- 本文

難病を克服し、社会貢献活動に邁進する荒井daze善正氏

 手術を受けて雪上に復帰してからというもの、気ままに滑り倒していたDAZEはある日、彼女に問いただされた。

「結婚すんの? しないの? いや、いいんだけどさ。私まだ次に行けるから、はっきりしてもらっていい?」

 というかな~り強めの確認があり、骨髄移植から約1年後、2人は晴れて結婚した。

「一応プロポーズは移植前にしてたんですよ。ちゃんと指輪も渡してました。でも骨髄移植が終わって冬になったら好き放題に滑り倒してたので、そんなふうに言われてしまいました(笑)」

 夫人は今もDAZEの活動を支えてくれている。SNOWBANKを立ち上げて数年後、大きな赤字を出した際にも「本当に素晴らしい活動だから続けたほうがいい」と強く背中を押してくれたという。

離婚届か、履歴書か…

 ただし、一つ条件を出された。

「プロスノーボーダーとSNOWBANK、どちらも続けるなら離婚届か履歴書どっちか書いてね」

 履歴書の方を選んだDAZEは、それから大手保険代理店の面接を受けて採用された。そこでは順調に成果を残していき、店長を任されるまでになった。SNOWBANKの活動が忙しくなると続けられなくなったが、その時の経験を生かし、今でもDAZEは別の会社でライフプランニングや発達障害児童の進路相談を行なっている。

- 提供情報
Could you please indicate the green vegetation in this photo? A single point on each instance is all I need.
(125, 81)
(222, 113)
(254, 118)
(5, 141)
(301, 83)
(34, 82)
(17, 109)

- 課題
**a)** 本文の「履歴書の方を選んだDAZEは」で始まる段落を、主な事実を残して箇条書きにまとめなさい。
**b)** 本文について次の問いに答えなさい。
(i) 2人が結婚したのは骨髄移植から約何年後か。
(ii) DAZEがプロポーズをしていたのは移植の前か後か。
(iii) SNOWBANKが大きな赤字を出した際、夫人はどう言って背中を押したか。
**c)** 本文の「難病を克服し、社会貢献活動に邁進する荒井daze善正氏」から「というかな~り強めの確認があり、骨髄移植から約1年後、2人は晴れて結婚した。」までのすべてを、一字も変えずに書き写しなさい。
上の項目は参照しなくてもかまいません。

- 課題の解答
**a)**
・履歴書を選び、大手保険代理店の面接を受けて採用された
・順調に成果を残し、店長を任されるまでになった
・SNOWBANKの活動が忙しくなり、続けられなくなった
・その経験を生かし、今は別の会社でライフプランニングや発達障害児童の進路相談を行なっている

**b)**
(i) 約1年後
(ii) 移植前
(iii) 「本当に素晴らしい活動だから続けたほうがいい」

**c)**
難病を克服し、社会貢献活動に邁進する荒井daze善正氏

 手術を受けて雪上に復帰してからというもの、気ままに滑り倒していたDAZEはある日、彼女に問いただされた。

「結婚すんの? しないの? いや、いいんだけどさ。私まだ次に行けるから、はっきりしてもらっていい?」

 というかな~り強めの確認があり、骨髄移植から約1年後、2人は晴れて結婚した。